━━━ Input ━━━

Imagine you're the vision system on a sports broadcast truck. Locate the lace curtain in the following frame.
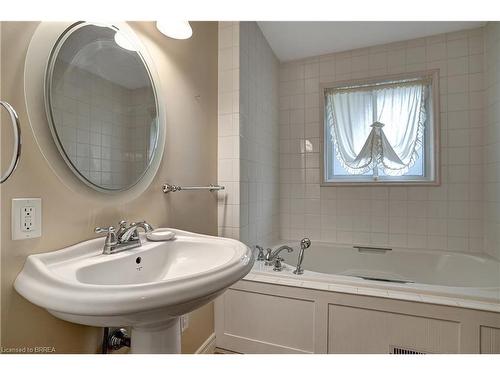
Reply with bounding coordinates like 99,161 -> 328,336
325,82 -> 427,176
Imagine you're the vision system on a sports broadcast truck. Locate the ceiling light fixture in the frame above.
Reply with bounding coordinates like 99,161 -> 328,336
156,20 -> 193,39
115,31 -> 137,51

━━━

Exercise description —
Count the lines in the records above that contain the word "truck", and reply with only the number.

Answer to the problem —
2